SHORT PROBLEM
Extract each line of the items below that contains the word "tree", and copy those lines in full without changes.

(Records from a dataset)
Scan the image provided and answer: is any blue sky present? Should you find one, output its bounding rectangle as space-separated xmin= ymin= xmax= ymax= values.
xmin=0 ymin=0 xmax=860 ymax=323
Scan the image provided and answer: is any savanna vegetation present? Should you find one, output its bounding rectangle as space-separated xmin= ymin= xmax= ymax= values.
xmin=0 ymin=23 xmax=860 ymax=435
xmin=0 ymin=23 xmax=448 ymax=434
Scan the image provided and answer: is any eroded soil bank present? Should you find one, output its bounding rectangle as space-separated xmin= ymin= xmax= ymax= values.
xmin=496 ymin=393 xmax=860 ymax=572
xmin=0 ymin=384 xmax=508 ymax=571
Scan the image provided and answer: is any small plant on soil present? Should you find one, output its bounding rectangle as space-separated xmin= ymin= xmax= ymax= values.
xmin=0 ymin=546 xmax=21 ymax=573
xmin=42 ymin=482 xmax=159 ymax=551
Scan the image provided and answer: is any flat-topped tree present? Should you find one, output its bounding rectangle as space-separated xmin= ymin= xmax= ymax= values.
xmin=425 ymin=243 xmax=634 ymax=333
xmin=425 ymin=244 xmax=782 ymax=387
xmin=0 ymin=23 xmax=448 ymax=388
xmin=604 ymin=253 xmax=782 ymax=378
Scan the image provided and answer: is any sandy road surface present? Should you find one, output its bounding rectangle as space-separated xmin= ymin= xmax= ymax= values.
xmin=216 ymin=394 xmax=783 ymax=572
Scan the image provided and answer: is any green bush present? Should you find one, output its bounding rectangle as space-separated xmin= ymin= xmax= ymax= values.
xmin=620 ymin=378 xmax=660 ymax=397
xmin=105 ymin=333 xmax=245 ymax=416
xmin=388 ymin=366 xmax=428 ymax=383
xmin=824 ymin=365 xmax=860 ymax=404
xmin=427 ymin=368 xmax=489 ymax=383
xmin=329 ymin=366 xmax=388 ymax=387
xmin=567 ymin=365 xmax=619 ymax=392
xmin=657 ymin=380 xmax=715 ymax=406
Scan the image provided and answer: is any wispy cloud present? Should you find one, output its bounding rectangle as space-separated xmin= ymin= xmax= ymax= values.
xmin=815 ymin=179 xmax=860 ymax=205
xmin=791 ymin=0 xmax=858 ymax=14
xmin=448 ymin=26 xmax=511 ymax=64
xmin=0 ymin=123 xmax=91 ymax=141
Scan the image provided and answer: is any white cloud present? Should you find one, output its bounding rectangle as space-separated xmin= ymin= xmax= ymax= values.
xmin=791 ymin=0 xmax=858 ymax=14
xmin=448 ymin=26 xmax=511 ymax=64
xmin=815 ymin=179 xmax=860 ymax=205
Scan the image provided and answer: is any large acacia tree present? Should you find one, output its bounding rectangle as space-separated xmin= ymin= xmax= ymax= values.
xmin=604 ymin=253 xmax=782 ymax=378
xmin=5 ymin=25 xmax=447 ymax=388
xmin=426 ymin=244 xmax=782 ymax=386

RESULT FOR THIS TASK
Scan the image provided and answer: is any flat-topped tree present? Should you find one, output its bounding rectangle as space-separated xmin= ymin= xmax= ymax= values.
Scan the image provided and answer: is any large acacia tree present? Should you find one, output its bounding rectangle as space-separated xmin= ymin= xmax= ymax= values.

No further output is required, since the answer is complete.